SOURCE DOCUMENT:
Saturday, November 27, 2004

bristen mit tuchas



i just read the InJewCon (that's "international jewish conspiracy")'s briefing on T&A. fucking hilarious.

T&A CAMPAIGN “STILL A SUCCESS”

The policy of using naked females to distract viewers’ attention from INJEWCON’s growing media stranglehold has been deemed a success worthy of extension. Committee members celebrated with a screening of Porky’s.

Vice-Chairman Aharon Elyakim says, “We all knew buns were going to work, but the overwhelming success of boobs, what a surprise. You don’t even need to show nipples, which is a good thing, let me tell you. After the surgery, some of those ladies got none left.” He also noted that informal research showed the effect to be equally strong on women, despite a widespread belief that women don’t care for female nudity. “Have you seen the covers of the ladies’ magazines? The kiosk near the bus stop is like a house of disrepute, not that I look.”

SUPPLIED ENTRIES:
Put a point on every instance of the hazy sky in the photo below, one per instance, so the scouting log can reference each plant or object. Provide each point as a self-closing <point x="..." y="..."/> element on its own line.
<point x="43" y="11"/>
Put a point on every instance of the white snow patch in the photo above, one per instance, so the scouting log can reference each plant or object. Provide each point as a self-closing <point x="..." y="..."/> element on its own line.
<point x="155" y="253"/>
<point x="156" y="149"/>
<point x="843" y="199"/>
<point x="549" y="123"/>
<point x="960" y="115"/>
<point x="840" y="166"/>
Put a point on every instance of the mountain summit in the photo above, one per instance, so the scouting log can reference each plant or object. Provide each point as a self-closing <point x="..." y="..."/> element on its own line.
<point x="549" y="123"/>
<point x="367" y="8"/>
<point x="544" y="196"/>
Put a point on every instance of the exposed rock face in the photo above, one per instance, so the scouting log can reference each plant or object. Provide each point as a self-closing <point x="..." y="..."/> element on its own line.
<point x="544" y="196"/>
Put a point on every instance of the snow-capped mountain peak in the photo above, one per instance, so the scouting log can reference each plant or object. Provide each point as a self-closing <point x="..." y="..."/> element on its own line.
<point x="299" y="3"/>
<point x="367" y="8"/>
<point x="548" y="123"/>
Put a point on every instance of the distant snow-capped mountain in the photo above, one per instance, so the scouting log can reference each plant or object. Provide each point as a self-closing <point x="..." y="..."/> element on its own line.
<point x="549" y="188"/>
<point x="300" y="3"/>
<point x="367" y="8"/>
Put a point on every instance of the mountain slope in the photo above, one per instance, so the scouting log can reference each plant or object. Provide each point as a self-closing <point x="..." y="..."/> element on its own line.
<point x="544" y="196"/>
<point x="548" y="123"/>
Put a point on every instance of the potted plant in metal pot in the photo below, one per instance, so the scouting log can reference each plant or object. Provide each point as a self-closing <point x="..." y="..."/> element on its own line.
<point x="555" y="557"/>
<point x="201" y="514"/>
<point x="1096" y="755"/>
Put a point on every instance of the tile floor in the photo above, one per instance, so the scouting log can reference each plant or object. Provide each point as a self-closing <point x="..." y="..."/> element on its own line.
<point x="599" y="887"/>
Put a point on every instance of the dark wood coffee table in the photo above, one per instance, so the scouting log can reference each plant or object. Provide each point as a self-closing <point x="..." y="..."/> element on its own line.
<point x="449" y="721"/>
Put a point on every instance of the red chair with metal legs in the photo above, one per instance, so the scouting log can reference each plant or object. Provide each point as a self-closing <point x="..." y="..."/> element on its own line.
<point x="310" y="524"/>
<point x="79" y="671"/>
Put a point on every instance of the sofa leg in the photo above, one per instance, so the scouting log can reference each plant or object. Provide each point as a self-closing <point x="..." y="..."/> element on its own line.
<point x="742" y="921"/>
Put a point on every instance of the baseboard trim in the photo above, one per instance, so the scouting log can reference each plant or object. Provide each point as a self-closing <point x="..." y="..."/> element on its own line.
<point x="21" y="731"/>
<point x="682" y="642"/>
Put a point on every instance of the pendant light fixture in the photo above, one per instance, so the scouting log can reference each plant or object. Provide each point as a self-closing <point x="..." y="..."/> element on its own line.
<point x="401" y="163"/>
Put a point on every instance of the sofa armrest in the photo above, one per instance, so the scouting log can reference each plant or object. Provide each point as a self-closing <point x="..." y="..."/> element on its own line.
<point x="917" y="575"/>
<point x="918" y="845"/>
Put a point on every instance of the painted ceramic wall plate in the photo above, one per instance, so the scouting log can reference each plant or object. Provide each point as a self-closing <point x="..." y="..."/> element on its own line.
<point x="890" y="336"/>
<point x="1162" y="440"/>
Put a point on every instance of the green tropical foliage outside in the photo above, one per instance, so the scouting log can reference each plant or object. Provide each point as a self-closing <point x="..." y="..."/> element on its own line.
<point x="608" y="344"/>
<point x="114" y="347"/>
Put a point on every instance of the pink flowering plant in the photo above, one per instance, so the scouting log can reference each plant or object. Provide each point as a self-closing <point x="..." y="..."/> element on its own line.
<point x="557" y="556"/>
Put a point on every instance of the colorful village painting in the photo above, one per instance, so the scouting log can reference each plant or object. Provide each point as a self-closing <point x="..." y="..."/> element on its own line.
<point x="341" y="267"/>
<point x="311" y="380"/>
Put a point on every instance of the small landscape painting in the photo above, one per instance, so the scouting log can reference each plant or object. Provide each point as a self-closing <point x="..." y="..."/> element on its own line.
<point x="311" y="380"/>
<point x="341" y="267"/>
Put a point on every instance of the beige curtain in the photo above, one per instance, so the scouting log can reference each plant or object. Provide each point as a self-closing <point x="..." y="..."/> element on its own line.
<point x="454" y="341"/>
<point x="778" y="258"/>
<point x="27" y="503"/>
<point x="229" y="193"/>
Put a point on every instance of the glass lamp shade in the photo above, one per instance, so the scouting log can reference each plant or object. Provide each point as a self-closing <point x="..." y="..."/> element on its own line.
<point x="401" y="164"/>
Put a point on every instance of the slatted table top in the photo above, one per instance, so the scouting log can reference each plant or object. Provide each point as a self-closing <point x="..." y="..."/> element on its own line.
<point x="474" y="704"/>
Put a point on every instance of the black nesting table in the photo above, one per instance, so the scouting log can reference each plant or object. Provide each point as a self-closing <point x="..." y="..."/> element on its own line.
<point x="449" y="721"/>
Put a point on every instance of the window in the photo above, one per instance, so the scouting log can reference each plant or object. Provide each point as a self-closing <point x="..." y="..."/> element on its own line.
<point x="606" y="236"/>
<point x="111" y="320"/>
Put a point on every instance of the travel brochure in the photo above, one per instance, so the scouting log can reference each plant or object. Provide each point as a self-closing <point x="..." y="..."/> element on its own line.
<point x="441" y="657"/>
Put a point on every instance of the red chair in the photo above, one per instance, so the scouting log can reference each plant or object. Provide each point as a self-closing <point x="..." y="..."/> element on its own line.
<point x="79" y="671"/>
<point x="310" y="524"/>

EXERCISE INSTRUCTIONS: Transcribe the passage of the post about the campaign briefing, starting with "bristen mit tuchas" and going on through "screening of Porky’s.". The material is not needed for this work.

SOLUTION:
bristen mit tuchas



i just read the InJewCon (that's "international jewish conspiracy")'s briefing on T&A. fucking hilarious.

T&A CAMPAIGN “STILL A SUCCESS”

The policy of using naked females to distract viewers’ attention from INJEWCON’s growing media stranglehold has been deemed a success worthy of extension. Committee members celebrated with a screening of Porky’s.